GOALS –
1. Answer these questions using the text on the CBN's monetary policy, one answer per line with the same marks:
(a) Which three weaknesses did Cardoso say the CBN faced at the start of his administration?
(b) What did Cardoso name as the primary signalling tool?
(c) Which three improvements did he say have enhanced transparency?
2. State whether each statement agrees with the text on the CBN's monetary policy, answering yes or no and quoting the words of the text that decide it:
(a) Cardoso told the MPC workshop that the conditions called for a marked change in approach.
(b) The CBN has moved toward greater reliance on unorthodox monetary tools.
(c) Cardoso said the shifts make the framework for decision-making less predictable.
3. Print the part of the text on the CBN's monetary policy from "On the change" to "framework for decision-making.".

TEXT EXTRACT –
## Start

Cardoso delivered a blunt assessment of where the bank started and where it is headed. He said the CBN faced weakened institutional autonomy, reduced policy credibility, and reliance on unorthodox monetary tools at the inception of his administration, and that those structural weaknesses fuelled rising inflationary pressures, exchange-rate volatility, and erosion of investor and public confidence. He told the MPC workshop that those conditions required a marked change in approach.

On the change itself, Cardoso was explicit: "the CBN has restored a more orthodox approach to monetary policy under the current MPC framework, with renewed emphasis on conventional instruments and the policy rate as the primary signalling tool." He said conventional instruments and the policy rate are now front and centre, and that improvements in liquidity management, forward guidance, and policy communication have enhanced transparency. Those shifts, he said, support clearer signals to markets and a predictable framework for decision-making.

## End

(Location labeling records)
## Start

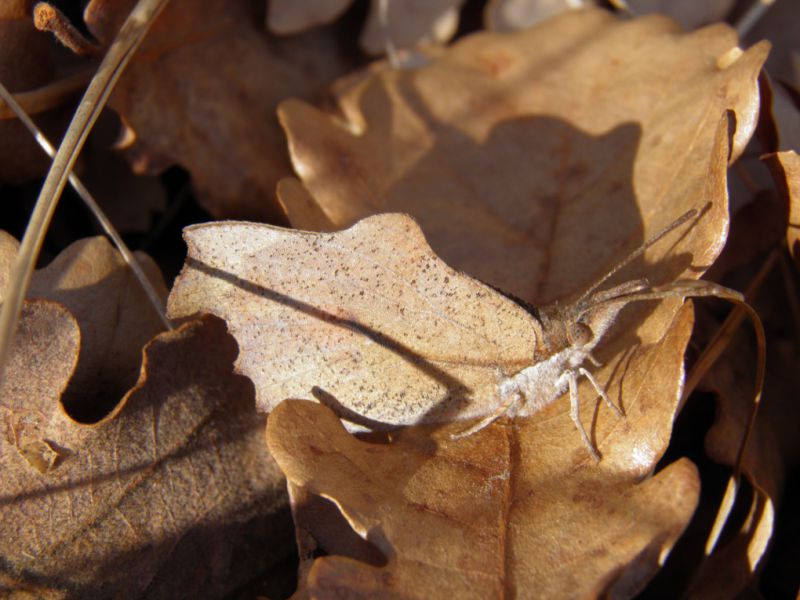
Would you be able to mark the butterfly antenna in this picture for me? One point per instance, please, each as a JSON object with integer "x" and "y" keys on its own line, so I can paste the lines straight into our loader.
{"x": 689, "y": 214}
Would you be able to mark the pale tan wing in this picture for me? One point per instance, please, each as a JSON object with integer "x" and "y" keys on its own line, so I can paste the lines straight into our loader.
{"x": 367, "y": 320}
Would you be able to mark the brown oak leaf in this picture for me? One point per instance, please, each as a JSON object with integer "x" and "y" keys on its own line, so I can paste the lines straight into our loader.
{"x": 116, "y": 320}
{"x": 201, "y": 92}
{"x": 34, "y": 70}
{"x": 502, "y": 513}
{"x": 407, "y": 23}
{"x": 173, "y": 494}
{"x": 518, "y": 152}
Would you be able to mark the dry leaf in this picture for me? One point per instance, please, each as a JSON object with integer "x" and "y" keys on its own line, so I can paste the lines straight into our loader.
{"x": 201, "y": 92}
{"x": 172, "y": 495}
{"x": 408, "y": 23}
{"x": 28, "y": 69}
{"x": 504, "y": 512}
{"x": 116, "y": 320}
{"x": 785, "y": 167}
{"x": 689, "y": 13}
{"x": 518, "y": 152}
{"x": 513, "y": 15}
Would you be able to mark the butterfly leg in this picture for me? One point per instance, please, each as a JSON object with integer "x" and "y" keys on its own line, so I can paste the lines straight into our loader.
{"x": 503, "y": 408}
{"x": 574, "y": 412}
{"x": 600, "y": 391}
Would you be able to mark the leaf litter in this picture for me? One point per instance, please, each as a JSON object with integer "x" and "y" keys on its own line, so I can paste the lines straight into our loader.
{"x": 642, "y": 356}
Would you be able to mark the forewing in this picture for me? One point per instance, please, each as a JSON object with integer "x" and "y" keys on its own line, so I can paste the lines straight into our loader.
{"x": 368, "y": 320}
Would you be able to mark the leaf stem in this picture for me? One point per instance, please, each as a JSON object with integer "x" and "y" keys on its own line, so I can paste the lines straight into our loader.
{"x": 94, "y": 99}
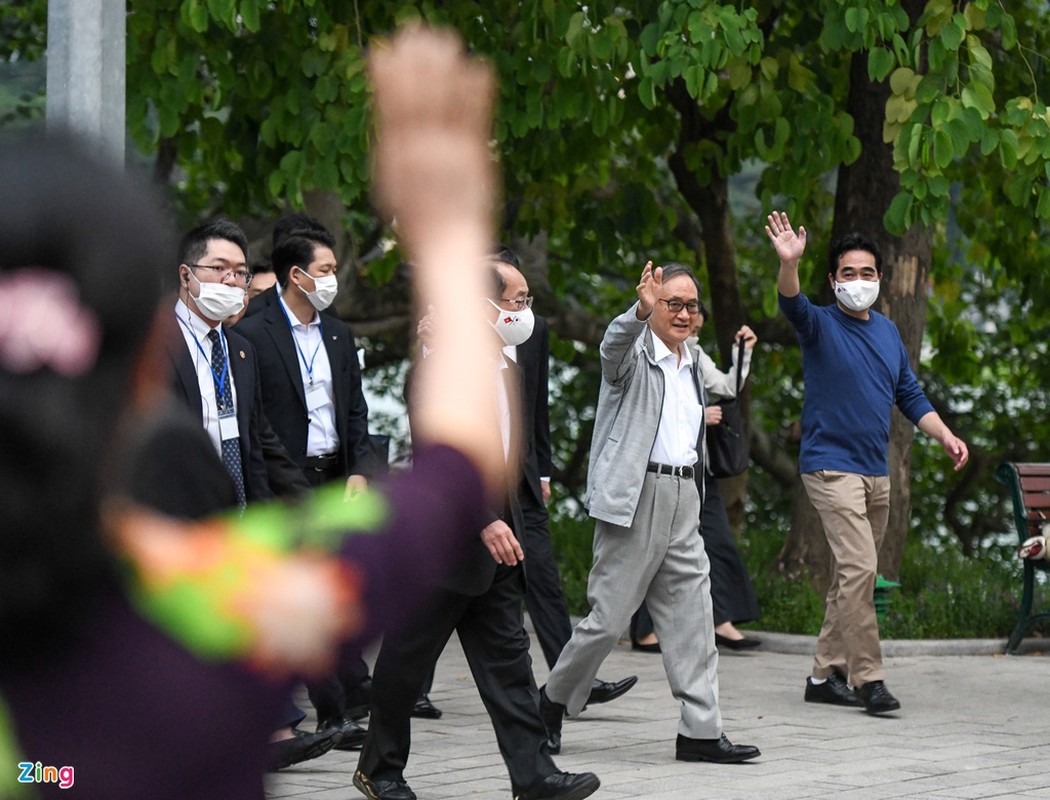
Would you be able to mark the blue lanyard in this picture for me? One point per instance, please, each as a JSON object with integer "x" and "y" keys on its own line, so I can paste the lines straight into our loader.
{"x": 309, "y": 364}
{"x": 219, "y": 378}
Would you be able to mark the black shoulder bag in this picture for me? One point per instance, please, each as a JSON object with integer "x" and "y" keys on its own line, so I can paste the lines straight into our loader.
{"x": 727, "y": 444}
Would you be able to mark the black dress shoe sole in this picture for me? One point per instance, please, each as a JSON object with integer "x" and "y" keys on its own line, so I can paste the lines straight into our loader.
{"x": 426, "y": 712}
{"x": 744, "y": 644}
{"x": 355, "y": 741}
{"x": 585, "y": 785}
{"x": 877, "y": 710}
{"x": 856, "y": 703}
{"x": 599, "y": 696}
{"x": 291, "y": 756}
{"x": 720, "y": 759}
{"x": 652, "y": 648}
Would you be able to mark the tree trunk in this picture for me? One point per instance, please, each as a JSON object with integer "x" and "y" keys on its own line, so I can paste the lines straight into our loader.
{"x": 863, "y": 194}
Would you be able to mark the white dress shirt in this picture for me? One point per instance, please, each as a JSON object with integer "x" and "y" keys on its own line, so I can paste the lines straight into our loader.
{"x": 315, "y": 371}
{"x": 195, "y": 334}
{"x": 679, "y": 422}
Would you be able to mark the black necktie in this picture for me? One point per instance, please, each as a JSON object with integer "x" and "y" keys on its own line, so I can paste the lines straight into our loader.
{"x": 224, "y": 397}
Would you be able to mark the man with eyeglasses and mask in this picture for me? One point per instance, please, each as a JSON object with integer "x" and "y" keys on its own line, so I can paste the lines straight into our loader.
{"x": 856, "y": 370}
{"x": 481, "y": 602}
{"x": 642, "y": 493}
{"x": 215, "y": 373}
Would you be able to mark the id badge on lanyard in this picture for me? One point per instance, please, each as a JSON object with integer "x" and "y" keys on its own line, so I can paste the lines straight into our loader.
{"x": 316, "y": 397}
{"x": 228, "y": 424}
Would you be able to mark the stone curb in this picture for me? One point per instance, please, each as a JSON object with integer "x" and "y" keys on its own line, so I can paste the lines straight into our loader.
{"x": 793, "y": 644}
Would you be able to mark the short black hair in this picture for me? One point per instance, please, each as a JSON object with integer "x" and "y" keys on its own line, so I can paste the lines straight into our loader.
{"x": 293, "y": 223}
{"x": 674, "y": 269}
{"x": 194, "y": 244}
{"x": 849, "y": 241}
{"x": 504, "y": 254}
{"x": 497, "y": 283}
{"x": 297, "y": 250}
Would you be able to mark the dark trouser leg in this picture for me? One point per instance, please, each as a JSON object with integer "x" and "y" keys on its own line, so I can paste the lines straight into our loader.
{"x": 544, "y": 596}
{"x": 401, "y": 668}
{"x": 497, "y": 649}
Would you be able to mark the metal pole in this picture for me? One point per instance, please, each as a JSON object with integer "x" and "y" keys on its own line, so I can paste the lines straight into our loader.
{"x": 85, "y": 70}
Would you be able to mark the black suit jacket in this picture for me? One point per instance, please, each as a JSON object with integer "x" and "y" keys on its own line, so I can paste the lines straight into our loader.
{"x": 533, "y": 361}
{"x": 284, "y": 396}
{"x": 244, "y": 372}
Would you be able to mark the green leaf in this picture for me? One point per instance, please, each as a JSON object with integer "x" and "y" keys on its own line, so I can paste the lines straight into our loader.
{"x": 898, "y": 217}
{"x": 649, "y": 38}
{"x": 250, "y": 15}
{"x": 902, "y": 81}
{"x": 979, "y": 97}
{"x": 944, "y": 150}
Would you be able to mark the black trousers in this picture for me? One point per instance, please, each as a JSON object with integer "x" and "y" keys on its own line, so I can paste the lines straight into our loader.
{"x": 490, "y": 630}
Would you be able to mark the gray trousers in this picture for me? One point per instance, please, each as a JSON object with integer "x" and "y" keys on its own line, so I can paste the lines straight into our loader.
{"x": 658, "y": 559}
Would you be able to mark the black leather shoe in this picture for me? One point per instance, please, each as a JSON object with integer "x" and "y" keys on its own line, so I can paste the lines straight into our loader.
{"x": 562, "y": 786}
{"x": 345, "y": 732}
{"x": 424, "y": 709}
{"x": 301, "y": 746}
{"x": 551, "y": 713}
{"x": 650, "y": 648}
{"x": 603, "y": 691}
{"x": 721, "y": 751}
{"x": 835, "y": 691}
{"x": 877, "y": 698}
{"x": 382, "y": 790}
{"x": 743, "y": 644}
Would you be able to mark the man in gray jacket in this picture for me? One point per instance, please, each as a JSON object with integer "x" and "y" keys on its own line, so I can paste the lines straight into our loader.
{"x": 642, "y": 493}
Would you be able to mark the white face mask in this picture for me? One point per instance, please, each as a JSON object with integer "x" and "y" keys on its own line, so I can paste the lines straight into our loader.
{"x": 857, "y": 295}
{"x": 513, "y": 327}
{"x": 324, "y": 291}
{"x": 217, "y": 301}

## End

TASK ANSWERS –
1.
(a) Weakened institutional autonomy, reduced policy credibility, and reliance on unorthodox monetary tools.
(b) The policy rate.
(c) Liquidity management, forward guidance, and policy communication.

2.
(a) Yes: "He told the MPC workshop that those conditions required a marked change in approach."
(b) No: "the CBN has restored a more orthodox approach to monetary policy under the current MPC framework"
(c) No: "support clearer signals to markets and a predictable framework for decision-making"

3.
On the change itself, Cardoso was explicit: "the CBN has restored a more orthodox approach to monetary policy under the current MPC framework, with renewed emphasis on conventional instruments and the policy rate as the primary signalling tool." He said conventional instruments and the policy rate are now front and centre, and that improvements in liquidity management, forward guidance, and policy communication have enhanced transparency. Those shifts, he said, support clearer signals to markets and a predictable framework for decision-making.